» **Conjunto de tareas**:
**a.** Responde a partir de la meditación sobre Jesús:
(i) ¿Por quiénes es flagelado y ultrajado Jesús, llamado amigo verdadero?
(ii) ¿Qué nos ha redimido?
(iii) ¿De qué es causa el orgullo?
**b.** Por favor, cita literalmente de la meditación sobre Jesús el pasaje que empieza en las palabras "Contemplamos al inocentísimo" y termina después de "traer la salvación.".

##### Sección de texto

Contemplamos al inocentísimo y mansísimo Jesús; contemplamos al Hijo de Dios encarnado para salvarnos, acusado y condenado por la crueldad de aquellos a quienes él viene a traer la salvación.
Consideremos a Dios, Padre de nuestras almas, golpeado por sus hijos; Jesús, amigo verdadero, flagelado y ultrajado por sus amigos, y maltratado por quienes son pecadores.
Al contemplar este misterio y ver a Jesús bajo la tempestad de los golpes, ¿qué sentimos en el corazón? ¿Qué pensamientos en la mente? ¿Entendemos la profunda humillación de Jesús presentado al pueblo, atado, afrentado como si hubiera sido un malhechor?
Su humildad nos ha redimido; en cambio, el orgullo nos ha arruinado; no sólo el orgullo de nuestros progenitores, sino también el de cada uno de nosotros. El orgullo es la causa de todos los males y se manifiesta o en una u otra pasión más violenta.

##########
##### Entradas extraídas

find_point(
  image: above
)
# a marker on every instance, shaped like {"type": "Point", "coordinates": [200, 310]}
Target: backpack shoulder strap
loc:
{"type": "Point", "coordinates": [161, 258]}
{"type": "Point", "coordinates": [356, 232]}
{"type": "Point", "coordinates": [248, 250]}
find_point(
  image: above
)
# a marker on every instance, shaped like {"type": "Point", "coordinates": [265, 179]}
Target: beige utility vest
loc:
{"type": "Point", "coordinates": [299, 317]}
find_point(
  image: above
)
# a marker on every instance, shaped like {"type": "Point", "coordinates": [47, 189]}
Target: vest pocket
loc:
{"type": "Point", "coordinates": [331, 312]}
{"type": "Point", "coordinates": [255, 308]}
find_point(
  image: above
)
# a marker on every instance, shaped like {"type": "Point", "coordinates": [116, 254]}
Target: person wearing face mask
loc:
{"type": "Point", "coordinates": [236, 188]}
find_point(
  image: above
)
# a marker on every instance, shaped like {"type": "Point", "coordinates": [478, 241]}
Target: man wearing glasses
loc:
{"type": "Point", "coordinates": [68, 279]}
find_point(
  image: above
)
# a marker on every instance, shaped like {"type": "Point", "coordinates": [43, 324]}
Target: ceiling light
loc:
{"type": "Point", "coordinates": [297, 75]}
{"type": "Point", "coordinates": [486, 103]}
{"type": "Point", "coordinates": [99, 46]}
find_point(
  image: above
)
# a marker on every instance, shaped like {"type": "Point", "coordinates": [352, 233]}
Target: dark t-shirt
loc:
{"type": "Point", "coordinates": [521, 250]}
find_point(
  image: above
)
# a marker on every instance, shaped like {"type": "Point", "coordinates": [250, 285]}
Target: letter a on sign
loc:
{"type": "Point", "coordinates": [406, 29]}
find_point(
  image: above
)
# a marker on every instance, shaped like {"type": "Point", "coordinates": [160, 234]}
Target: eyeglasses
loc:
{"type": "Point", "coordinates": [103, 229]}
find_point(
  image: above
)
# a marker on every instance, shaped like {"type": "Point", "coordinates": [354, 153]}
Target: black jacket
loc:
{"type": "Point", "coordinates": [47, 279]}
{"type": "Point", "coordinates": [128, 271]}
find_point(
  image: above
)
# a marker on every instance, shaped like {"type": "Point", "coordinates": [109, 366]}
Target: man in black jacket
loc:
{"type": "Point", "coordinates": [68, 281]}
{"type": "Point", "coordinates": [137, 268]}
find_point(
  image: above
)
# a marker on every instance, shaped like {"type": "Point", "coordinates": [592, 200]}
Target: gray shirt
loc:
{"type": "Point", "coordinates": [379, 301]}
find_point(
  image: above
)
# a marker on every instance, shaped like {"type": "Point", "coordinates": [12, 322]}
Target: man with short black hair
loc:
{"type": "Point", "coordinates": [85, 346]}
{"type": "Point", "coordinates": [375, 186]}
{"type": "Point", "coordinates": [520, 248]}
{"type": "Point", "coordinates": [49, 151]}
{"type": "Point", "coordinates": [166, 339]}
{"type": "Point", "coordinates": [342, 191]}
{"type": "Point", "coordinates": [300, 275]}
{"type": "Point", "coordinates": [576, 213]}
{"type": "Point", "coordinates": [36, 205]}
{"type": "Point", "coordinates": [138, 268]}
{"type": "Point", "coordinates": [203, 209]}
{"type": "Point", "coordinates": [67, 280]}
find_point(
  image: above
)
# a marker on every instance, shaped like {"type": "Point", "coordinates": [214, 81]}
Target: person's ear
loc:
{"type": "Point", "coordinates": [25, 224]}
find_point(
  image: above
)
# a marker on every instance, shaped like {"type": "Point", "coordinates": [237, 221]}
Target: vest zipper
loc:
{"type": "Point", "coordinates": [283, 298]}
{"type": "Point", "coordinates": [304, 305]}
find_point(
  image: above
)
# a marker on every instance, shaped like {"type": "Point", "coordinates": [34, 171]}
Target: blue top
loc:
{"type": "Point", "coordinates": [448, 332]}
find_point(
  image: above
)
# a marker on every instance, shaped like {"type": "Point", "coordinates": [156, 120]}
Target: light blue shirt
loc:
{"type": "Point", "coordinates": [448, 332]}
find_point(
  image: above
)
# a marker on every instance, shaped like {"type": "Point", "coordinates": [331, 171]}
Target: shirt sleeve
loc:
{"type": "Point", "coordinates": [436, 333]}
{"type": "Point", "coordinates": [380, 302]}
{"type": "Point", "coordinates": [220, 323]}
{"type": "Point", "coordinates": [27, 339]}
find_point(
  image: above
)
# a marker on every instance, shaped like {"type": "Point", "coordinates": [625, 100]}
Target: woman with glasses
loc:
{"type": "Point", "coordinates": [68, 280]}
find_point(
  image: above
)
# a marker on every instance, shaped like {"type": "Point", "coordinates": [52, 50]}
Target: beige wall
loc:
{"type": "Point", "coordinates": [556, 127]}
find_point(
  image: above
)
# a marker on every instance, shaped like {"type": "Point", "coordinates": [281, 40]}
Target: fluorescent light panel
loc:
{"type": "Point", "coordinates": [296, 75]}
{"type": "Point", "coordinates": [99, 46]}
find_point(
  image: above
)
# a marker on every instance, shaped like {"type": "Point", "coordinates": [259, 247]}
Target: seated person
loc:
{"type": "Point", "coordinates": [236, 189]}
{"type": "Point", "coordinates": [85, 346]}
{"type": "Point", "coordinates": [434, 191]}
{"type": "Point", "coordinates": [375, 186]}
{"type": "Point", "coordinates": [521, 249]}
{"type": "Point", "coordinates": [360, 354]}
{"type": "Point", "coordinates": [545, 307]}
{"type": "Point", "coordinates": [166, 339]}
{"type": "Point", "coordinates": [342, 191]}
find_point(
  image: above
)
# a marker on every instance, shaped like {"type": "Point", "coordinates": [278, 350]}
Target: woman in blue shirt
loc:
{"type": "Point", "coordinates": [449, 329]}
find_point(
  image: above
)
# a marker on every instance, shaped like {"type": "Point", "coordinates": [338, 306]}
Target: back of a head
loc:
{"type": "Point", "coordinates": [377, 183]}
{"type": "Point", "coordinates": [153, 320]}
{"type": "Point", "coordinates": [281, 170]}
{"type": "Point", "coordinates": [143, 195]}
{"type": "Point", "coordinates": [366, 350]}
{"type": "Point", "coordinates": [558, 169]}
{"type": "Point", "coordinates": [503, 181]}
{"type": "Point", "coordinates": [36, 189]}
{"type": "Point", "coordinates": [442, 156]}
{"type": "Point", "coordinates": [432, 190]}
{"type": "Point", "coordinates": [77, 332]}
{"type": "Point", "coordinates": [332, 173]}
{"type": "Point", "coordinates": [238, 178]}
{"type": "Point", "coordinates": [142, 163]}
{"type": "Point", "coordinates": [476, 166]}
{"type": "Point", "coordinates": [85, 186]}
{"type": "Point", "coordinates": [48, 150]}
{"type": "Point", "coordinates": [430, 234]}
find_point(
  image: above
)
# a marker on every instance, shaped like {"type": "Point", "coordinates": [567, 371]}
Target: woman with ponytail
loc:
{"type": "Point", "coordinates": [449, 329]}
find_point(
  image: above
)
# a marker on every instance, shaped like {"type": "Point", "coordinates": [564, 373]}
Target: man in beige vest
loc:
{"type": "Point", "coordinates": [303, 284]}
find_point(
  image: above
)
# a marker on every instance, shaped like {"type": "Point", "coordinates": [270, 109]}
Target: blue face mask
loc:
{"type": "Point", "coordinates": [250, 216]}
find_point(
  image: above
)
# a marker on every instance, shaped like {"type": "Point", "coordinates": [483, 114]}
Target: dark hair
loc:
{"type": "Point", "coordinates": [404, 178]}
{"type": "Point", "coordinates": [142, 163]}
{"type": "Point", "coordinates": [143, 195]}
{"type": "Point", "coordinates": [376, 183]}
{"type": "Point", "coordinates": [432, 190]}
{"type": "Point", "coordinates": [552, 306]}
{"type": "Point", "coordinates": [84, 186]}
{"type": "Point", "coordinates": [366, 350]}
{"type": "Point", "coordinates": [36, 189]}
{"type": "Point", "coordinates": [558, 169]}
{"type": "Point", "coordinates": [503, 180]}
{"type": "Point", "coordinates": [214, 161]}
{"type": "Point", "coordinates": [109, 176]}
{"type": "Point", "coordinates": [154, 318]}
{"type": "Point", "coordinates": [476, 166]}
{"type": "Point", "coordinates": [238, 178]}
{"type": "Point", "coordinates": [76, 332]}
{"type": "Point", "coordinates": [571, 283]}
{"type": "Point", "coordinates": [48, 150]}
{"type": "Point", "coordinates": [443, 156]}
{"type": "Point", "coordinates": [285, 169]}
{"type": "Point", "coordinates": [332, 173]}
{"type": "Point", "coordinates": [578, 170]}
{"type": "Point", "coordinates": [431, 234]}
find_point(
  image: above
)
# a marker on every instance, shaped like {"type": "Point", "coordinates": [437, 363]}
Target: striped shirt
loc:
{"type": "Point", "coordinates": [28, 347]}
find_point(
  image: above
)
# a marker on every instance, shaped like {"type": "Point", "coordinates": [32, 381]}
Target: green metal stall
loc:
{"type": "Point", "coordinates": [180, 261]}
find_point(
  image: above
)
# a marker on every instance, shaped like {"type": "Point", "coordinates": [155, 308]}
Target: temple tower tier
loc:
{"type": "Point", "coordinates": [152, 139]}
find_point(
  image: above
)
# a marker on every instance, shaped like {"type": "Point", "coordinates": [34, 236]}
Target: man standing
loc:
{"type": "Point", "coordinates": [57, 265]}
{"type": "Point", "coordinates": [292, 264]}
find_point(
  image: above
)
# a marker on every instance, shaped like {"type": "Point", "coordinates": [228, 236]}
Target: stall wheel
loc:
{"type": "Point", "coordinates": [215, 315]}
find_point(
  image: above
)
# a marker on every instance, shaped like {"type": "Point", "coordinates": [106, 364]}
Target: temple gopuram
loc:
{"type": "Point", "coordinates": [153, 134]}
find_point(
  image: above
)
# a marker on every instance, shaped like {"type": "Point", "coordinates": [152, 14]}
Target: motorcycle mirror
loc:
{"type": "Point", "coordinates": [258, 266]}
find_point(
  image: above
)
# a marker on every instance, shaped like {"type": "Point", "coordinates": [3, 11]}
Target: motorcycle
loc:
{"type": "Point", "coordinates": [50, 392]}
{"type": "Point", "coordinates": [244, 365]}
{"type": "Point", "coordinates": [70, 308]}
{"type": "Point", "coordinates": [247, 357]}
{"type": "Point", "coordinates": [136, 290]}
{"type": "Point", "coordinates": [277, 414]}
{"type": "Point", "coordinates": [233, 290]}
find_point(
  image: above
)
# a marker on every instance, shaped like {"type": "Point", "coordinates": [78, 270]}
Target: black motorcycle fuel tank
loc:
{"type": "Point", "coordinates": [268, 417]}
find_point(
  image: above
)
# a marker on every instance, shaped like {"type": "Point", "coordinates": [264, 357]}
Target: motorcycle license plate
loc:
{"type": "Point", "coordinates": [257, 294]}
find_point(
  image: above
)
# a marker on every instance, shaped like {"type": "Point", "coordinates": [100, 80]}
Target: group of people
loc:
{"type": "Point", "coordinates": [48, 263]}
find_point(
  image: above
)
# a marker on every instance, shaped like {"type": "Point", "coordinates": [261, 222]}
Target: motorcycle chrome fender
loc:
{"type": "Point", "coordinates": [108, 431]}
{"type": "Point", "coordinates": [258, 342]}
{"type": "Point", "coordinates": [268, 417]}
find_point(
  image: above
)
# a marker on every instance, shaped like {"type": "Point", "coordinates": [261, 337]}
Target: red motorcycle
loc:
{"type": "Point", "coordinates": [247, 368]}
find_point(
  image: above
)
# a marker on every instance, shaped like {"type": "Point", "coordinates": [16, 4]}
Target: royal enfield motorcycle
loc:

##########

» **Los resultados**:
**a.**
(i) Por sus amigos.
(ii) Su humildad.
(iii) De todos los males.

**b.**
Contemplamos al inocentísimo y mansísimo Jesús; contemplamos al Hijo de Dios encarnado para salvarnos, acusado y condenado por la crueldad de aquellos a quienes él viene a traer la salvación.